> [What is being asked]
Return every line below exactly, without dropping any.

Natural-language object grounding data
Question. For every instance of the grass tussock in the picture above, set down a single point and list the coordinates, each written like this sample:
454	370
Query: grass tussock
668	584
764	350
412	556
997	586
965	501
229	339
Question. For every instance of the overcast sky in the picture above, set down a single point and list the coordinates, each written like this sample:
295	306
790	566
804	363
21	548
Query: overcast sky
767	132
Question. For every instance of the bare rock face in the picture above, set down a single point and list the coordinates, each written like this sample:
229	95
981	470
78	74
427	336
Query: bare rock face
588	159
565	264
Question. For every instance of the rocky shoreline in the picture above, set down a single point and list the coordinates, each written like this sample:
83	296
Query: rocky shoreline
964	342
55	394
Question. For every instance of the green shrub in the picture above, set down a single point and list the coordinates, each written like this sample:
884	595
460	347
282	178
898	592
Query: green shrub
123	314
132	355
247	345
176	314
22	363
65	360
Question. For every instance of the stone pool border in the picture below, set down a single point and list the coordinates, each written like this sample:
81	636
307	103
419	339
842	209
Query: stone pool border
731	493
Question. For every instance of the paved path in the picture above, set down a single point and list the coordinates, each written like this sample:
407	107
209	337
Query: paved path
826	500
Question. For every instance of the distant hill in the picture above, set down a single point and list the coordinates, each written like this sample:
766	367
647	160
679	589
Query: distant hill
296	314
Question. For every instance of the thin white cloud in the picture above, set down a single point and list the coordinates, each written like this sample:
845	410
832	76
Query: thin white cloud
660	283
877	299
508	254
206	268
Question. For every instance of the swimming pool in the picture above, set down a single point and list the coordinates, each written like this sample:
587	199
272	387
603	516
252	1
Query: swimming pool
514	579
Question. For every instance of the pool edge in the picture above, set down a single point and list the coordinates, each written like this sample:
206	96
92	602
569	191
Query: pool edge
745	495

> [Written reply]
Question. For every instance of the grass tussock in the picture above, set down a single point and list the coordinates, each written like this sample:
454	370
Query: grass tussock
668	584
764	350
412	556
997	586
965	501
229	339
Question. For every instance of the overcast sky in the picture above, set down a single point and list the coordinates, each written like this sample:
295	306
790	566
804	363
21	548
Query: overcast sky
767	132
Question. For every instance of the bare rock face in the picture above, set down a single point and list the coordinates, each written like this sample:
229	95
981	470
78	74
427	336
Query: bare rock face
588	159
565	264
Question. For every instance of the rocky shoreline in the picture above, set down a single point and list the coordinates, each written like this sample:
83	296
Query: rocky shoreline
964	342
55	394
Question. For every instance of the green shrub in the picture above, set down a single point and list the coordinates, each written like this sample:
884	595
460	347
282	178
898	592
Query: green shrub
123	314
132	355
247	345
176	314
22	363
65	360
Question. For every instance of the stone pool border in the picture below, set down a single point and list the coordinates, each written like this sample:
81	636
307	103
419	339
842	209
Query: stone pool border
731	493
Question. For every instance of the paved path in the picture above, set down a single point and list the coordinates, each written like this sample:
407	107
209	337
Query: paved path
826	500
Question. For every instance of the distant hill in the picture above, set down a single point and list the coordinates, each written like this sample:
766	367
647	160
679	589
Query: distant hill
296	314
Question. For every instance of the thin white cloud in the picture above, set down a single point and list the coordinates, each written like this sample:
845	410
832	76
Query: thin white cloud
660	283
877	299
508	254
206	268
Question. For every instance of the swimming pool in the picture above, set down a single point and list the coordinates, each written like this sample:
587	199
272	387
603	516
252	1
Query: swimming pool
514	579
Question. For every instance of the pool edge in the picture above, set down a single point and list the coordinates, each written like this sample:
206	96
92	602
569	191
Query: pool edge
745	495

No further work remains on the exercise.